Written request:
Rewrite every line of the records below as a JSON list of strings, one string per line, and omit blank lines. Leave the pictures out of the list.

--- start ---

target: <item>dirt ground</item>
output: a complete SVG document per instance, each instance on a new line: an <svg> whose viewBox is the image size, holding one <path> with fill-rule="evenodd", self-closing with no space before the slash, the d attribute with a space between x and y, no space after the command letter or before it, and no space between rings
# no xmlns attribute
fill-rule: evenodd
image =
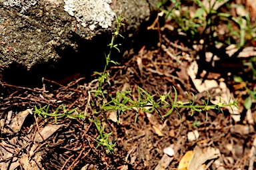
<svg viewBox="0 0 256 170"><path fill-rule="evenodd" d="M121 64L109 68L111 86L103 85L106 98L91 92L99 86L96 75L91 81L81 77L64 84L43 78L41 86L35 88L2 80L0 169L255 169L256 107L253 104L249 111L244 108L246 90L233 78L243 75L245 58L220 57L227 56L225 48L213 47L213 56L219 58L213 66L199 40L192 41L163 25L148 31L147 36L154 33L158 39L153 46L144 42L136 46L138 51L127 50ZM151 94L171 91L172 97L175 87L178 100L188 101L186 92L190 96L193 93L197 105L203 104L201 100L209 90L211 104L219 96L227 100L230 96L238 98L239 109L232 113L225 108L223 114L209 110L207 121L205 112L191 116L187 109L181 109L180 116L173 111L163 122L155 112L140 111L136 123L136 112L127 111L119 124L115 112L100 110L117 91L129 90L137 101L138 86ZM53 113L61 104L69 110L77 108L77 112L90 117L83 120L63 117L55 122L52 116L45 119L33 113L34 106L49 105ZM159 111L164 115L169 110ZM105 133L113 132L114 153L107 153L103 146L96 149L99 131L93 119L101 121ZM186 158L189 155L192 158ZM194 165L190 169L178 169L189 161Z"/></svg>

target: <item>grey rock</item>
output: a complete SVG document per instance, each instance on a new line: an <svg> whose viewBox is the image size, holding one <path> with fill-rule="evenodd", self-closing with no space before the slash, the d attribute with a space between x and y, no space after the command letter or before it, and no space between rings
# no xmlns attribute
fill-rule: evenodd
<svg viewBox="0 0 256 170"><path fill-rule="evenodd" d="M77 50L76 39L90 40L115 30L125 18L133 33L147 21L157 0L3 0L0 1L0 65L28 69L59 60L56 48ZM86 56L85 56L86 57Z"/></svg>

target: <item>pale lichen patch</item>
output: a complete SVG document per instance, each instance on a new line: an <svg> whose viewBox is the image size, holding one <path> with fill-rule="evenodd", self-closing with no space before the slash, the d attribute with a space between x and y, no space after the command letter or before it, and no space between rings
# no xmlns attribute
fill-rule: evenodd
<svg viewBox="0 0 256 170"><path fill-rule="evenodd" d="M81 25L91 30L99 25L103 29L111 26L115 17L109 4L111 0L65 0L64 10L76 18Z"/></svg>
<svg viewBox="0 0 256 170"><path fill-rule="evenodd" d="M25 12L30 7L37 3L37 0L3 0L3 1L5 5L20 8L21 13Z"/></svg>

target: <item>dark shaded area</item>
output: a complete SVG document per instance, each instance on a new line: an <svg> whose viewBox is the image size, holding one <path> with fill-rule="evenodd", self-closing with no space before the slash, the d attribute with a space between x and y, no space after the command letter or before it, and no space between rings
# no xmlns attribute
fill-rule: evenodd
<svg viewBox="0 0 256 170"><path fill-rule="evenodd" d="M118 62L123 60L124 58L122 54L125 49L133 49L136 54L144 45L146 48L156 46L159 42L157 31L147 30L147 27L153 23L155 15L148 22L143 23L140 31L131 37L123 33L125 39L121 37L116 39L115 43L121 44L117 46L120 53L113 48L111 56L113 60ZM35 64L29 69L13 62L2 72L2 79L3 82L10 84L29 88L41 87L43 77L63 84L80 77L85 77L86 82L89 82L93 72L103 70L105 64L105 55L107 55L109 52L108 44L111 41L111 36L102 35L97 36L97 38L93 37L92 40L85 40L77 35L73 35L71 41L77 44L76 51L71 46L66 46L65 50L61 47L57 47L55 50L61 59L57 62L49 61L47 63ZM109 64L111 65L113 64Z"/></svg>

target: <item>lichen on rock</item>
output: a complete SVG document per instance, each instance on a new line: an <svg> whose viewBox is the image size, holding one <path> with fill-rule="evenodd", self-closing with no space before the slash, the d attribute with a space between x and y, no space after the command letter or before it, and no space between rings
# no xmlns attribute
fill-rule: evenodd
<svg viewBox="0 0 256 170"><path fill-rule="evenodd" d="M25 12L30 7L35 5L37 0L3 0L3 5L21 9L21 13Z"/></svg>
<svg viewBox="0 0 256 170"><path fill-rule="evenodd" d="M74 16L84 27L91 31L98 25L103 29L111 27L115 13L109 4L111 0L65 0L64 10Z"/></svg>

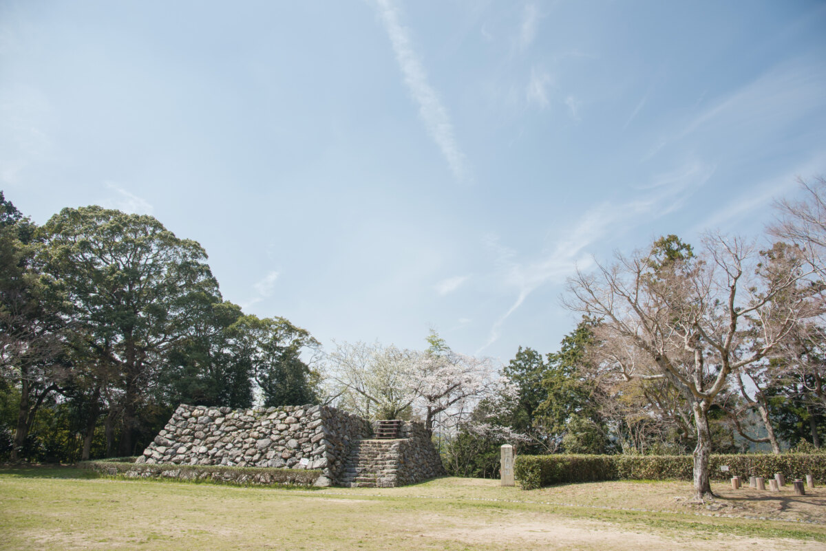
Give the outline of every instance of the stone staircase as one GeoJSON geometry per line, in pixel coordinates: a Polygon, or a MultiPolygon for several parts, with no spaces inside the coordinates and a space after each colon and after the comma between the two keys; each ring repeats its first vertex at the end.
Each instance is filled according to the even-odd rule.
{"type": "Polygon", "coordinates": [[[355,440],[339,479],[349,487],[392,487],[396,486],[400,440],[355,440]]]}

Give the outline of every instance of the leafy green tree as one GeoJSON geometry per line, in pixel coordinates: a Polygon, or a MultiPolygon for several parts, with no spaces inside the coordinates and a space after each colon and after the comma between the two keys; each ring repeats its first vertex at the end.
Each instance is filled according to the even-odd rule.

--- end ---

Solution to the exercise:
[
  "target: <item>dirt ground</item>",
  "output: a complete SVG document per instance, each instance on a new line: an <svg> whose viewBox is the image size, holding one <path> with fill-rule=\"evenodd\", self-closing with no space before the slash, the d attribute with a space between x and y, no space after the command letter or before it, and no space between rings",
  "# no xmlns attribute",
  "fill-rule: evenodd",
  "image =",
  "<svg viewBox=\"0 0 256 170\"><path fill-rule=\"evenodd\" d=\"M121 64L109 68L111 86L103 85L106 98L91 92L99 86L96 75L91 81L81 77L64 84L43 78L41 86L35 88L2 80L0 169L255 169L256 107L253 104L249 111L244 108L246 90L233 78L243 75L245 58L220 57L227 56L225 48L213 47L213 56L219 58L213 66L199 40L192 41L163 25L148 31L147 36L154 33L158 39L153 46L144 42L136 46L138 51L127 50ZM151 94L171 91L172 97L175 87L178 100L188 101L186 92L190 96L193 93L197 105L203 104L201 100L209 90L211 104L219 96L227 100L230 96L238 98L239 109L232 113L225 108L223 114L209 110L207 121L205 112L191 116L187 109L181 109L180 116L173 111L163 122L155 112L140 111L136 123L136 112L127 111L119 124L115 112L100 110L117 91L129 90L137 101L138 86ZM53 113L61 104L69 110L77 108L77 112L90 117L83 120L63 117L55 122L52 116L45 119L33 113L34 106L49 105ZM159 111L164 115L169 110ZM105 133L113 132L114 153L107 153L103 146L96 149L99 131L93 119L101 121ZM186 158L189 155L192 158ZM194 165L190 169L178 169L189 161Z\"/></svg>",
  "target: <item>grey rock</item>",
  "output: a complete SVG document per instance, each instance on a new line: an <svg> whose viewBox is the image size, holding one <path> with fill-rule=\"evenodd\", self-closing with no space before the slash, the d attribute with a space between x and y, no space after the command letter or before it, and no space between rings",
  "# no xmlns attribute",
  "fill-rule: evenodd",
  "<svg viewBox=\"0 0 256 170\"><path fill-rule=\"evenodd\" d=\"M77 50L76 39L90 40L115 30L125 18L133 33L147 21L157 0L3 0L0 1L0 65L28 69L59 60L56 48ZM86 56L85 56L86 57Z\"/></svg>",
  "target: <item>pale lichen patch</item>",
  "output: a complete SVG document per instance, each instance on a new line: an <svg> whose viewBox is the image size, holding one <path> with fill-rule=\"evenodd\", self-closing with no space before the slash, the d attribute with a space between x and y, no space after the command letter or before it, and no space between rings",
  "# no xmlns attribute",
  "fill-rule: evenodd",
  "<svg viewBox=\"0 0 256 170\"><path fill-rule=\"evenodd\" d=\"M81 25L91 30L99 25L103 29L111 26L115 17L109 4L111 0L65 0L64 10L76 18Z\"/></svg>",
  "<svg viewBox=\"0 0 256 170\"><path fill-rule=\"evenodd\" d=\"M25 12L30 7L37 3L37 0L3 0L3 1L5 5L20 8L21 13Z\"/></svg>",
  "target: <item>dark shaded area</item>",
  "output: a complete SVG document per instance, each instance on a new line: an <svg> whose viewBox is the image size, holding one <path> with fill-rule=\"evenodd\", self-closing with no space before the slash, the d attribute with a space between x and y, no space after the command letter or before it, and no space between rings",
  "# no xmlns attribute",
  "fill-rule: evenodd",
  "<svg viewBox=\"0 0 256 170\"><path fill-rule=\"evenodd\" d=\"M118 62L123 60L124 58L122 54L125 49L133 49L136 54L144 45L146 48L156 46L159 42L157 31L147 30L147 27L153 23L155 15L148 22L143 23L140 31L131 37L123 33L125 39L121 37L116 39L115 43L121 44L117 46L120 53L113 48L111 56L113 60ZM35 64L29 69L13 62L2 72L2 79L3 82L10 84L29 88L41 87L43 77L63 84L80 77L85 77L86 82L89 82L93 72L103 70L105 64L105 55L107 55L109 52L108 44L111 41L111 36L102 35L97 36L97 38L93 37L92 40L85 40L77 35L73 35L71 41L77 44L76 51L71 46L66 46L65 50L61 47L57 47L55 50L61 59L57 62L49 61L47 63ZM109 64L111 65L113 64Z\"/></svg>",
  "target: <item>lichen on rock</item>",
  "output: a complete SVG document per instance, each instance on a new line: an <svg> whose viewBox is the image size, holding one <path> with fill-rule=\"evenodd\", self-closing with no space before the slash, the d attribute with a space between x and y, no space after the command letter or before it, and no space between rings",
  "# no xmlns attribute",
  "fill-rule: evenodd",
  "<svg viewBox=\"0 0 256 170\"><path fill-rule=\"evenodd\" d=\"M25 12L30 7L35 5L37 0L3 0L3 5L21 9L21 13Z\"/></svg>",
  "<svg viewBox=\"0 0 256 170\"><path fill-rule=\"evenodd\" d=\"M74 16L84 27L91 31L98 25L103 29L111 27L115 13L109 4L111 0L65 0L64 10Z\"/></svg>",
  "Give the outline of every instance of the stone staircase as one GeoJSON geometry per line, in pixel coordinates: a Polygon, or a MultiPolygon for several parts, with no spaces inside the coordinates and a space after each colon and after the comma between the two keys; each ring repeats its first vertex at the end.",
  "Each instance is filled according to the even-odd rule.",
  "{\"type\": \"Polygon\", \"coordinates\": [[[355,440],[339,479],[349,487],[392,487],[396,486],[400,440],[355,440]]]}",
  "Give the outline of every instance of the leafy green tree as one GeoJSON geometry per line, in pixel coordinates: a Polygon, or a MultiPolygon for several parts, with no spaces inside the coordinates and a space after each colon and after the comma between the two keys; each ring repeats its first vertex at the end.",
  "Each instance is filled according to the even-odd rule."
]